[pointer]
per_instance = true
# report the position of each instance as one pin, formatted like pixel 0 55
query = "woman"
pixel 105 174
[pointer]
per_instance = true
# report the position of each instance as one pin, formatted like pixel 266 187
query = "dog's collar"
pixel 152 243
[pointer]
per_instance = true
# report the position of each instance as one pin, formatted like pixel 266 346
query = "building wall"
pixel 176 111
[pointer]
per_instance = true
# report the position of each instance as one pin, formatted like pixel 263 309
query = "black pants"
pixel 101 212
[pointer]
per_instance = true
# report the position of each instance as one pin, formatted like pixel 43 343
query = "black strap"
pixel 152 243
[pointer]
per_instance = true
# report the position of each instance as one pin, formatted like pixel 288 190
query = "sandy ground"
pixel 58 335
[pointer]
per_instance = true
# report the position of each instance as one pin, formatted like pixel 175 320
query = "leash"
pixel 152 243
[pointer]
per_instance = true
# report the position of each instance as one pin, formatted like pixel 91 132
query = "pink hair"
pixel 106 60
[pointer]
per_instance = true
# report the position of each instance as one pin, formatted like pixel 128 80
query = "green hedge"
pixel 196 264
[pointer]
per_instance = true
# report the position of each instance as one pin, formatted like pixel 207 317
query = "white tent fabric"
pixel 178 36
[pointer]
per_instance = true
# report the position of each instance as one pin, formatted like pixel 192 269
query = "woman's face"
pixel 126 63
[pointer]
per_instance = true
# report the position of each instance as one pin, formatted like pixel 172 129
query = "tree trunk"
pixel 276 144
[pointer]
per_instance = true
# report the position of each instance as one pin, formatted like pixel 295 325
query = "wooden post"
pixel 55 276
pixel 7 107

--

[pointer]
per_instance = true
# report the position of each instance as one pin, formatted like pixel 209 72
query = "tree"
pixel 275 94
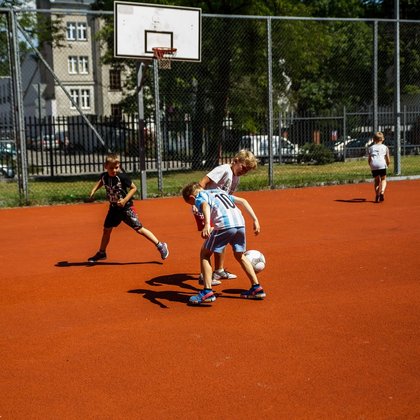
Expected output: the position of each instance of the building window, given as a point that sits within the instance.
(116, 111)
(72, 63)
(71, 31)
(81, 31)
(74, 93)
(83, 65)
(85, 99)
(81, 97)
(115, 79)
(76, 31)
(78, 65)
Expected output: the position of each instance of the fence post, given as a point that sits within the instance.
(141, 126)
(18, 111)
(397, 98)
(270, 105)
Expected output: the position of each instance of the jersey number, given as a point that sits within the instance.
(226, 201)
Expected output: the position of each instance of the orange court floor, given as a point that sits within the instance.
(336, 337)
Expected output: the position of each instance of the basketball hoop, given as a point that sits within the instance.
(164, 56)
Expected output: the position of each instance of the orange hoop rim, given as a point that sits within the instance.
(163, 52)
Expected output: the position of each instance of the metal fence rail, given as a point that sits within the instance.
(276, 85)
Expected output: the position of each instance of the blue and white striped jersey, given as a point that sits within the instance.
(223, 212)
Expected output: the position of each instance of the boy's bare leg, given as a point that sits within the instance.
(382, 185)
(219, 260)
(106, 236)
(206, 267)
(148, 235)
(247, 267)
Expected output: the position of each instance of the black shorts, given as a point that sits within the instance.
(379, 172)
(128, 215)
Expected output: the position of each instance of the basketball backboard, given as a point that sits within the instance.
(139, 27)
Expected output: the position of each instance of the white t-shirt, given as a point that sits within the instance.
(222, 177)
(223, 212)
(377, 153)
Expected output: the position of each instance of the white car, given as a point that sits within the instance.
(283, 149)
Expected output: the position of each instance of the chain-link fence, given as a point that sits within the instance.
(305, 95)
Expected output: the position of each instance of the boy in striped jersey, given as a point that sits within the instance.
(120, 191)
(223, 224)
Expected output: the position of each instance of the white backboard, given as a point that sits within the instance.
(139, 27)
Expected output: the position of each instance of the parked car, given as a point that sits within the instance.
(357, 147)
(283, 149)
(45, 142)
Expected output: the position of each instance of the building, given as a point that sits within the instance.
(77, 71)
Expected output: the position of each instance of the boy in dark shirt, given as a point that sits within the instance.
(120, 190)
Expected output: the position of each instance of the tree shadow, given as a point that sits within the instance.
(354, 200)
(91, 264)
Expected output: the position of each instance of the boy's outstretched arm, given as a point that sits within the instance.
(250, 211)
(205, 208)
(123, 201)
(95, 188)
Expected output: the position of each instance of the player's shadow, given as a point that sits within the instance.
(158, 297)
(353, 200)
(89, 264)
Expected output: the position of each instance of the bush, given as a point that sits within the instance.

• Instructions to follow
Give back exactly the lines above starting at the line where "Expected output: the position of each instance of the tree" appears and ending at the line where "the bush, given" appears, both included, with no other lines.

• Exercise solution
Expected output: the position of each instance of the tree shadow, given as a point that sits within the instance.
(354, 200)
(91, 264)
Expected output: the position of each instance of the boy's outstretched arm, given as a point that sits within the instance.
(250, 211)
(205, 208)
(123, 201)
(95, 188)
Expected output: the position of each instance of the player's shadow, given as a point that sits within the instance.
(158, 297)
(353, 200)
(89, 264)
Expected output: the position of each instance of the bush, given as a point that sits within the instance.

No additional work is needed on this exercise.